▸ EXERCISE GOAL:
Word for word, write the lines below out again, with no pictures.
____________________
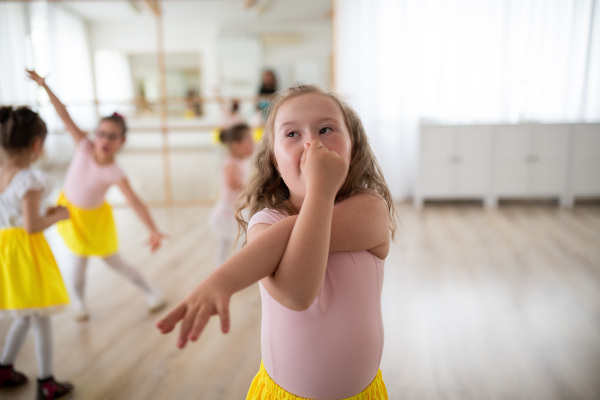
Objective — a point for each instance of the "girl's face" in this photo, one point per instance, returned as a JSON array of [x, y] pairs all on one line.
[[243, 148], [109, 139], [301, 120]]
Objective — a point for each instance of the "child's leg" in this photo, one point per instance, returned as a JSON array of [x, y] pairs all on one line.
[[223, 250], [78, 287], [48, 387], [42, 335], [14, 340], [117, 263]]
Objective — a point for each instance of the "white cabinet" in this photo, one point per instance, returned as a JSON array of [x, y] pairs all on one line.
____________________
▸ RESULT OF THIS TASK:
Objective — a point for each instance of the "girl's face" in this photo, one point per instance, returned as a JSON array of [x, y] pairs all on one line.
[[243, 148], [109, 139], [301, 120]]
Objective — a point for each instance of the "child's leg" in this photo, one point per instance, returned as a JSON array of [x, y] pairs all on one line.
[[223, 250], [78, 287], [48, 387], [42, 335], [14, 340], [117, 263]]
Objective — a point for each instance of the "white cabinet" in this photo, one point per instance, returned as a JSON array of [x, y] pairs all on one line.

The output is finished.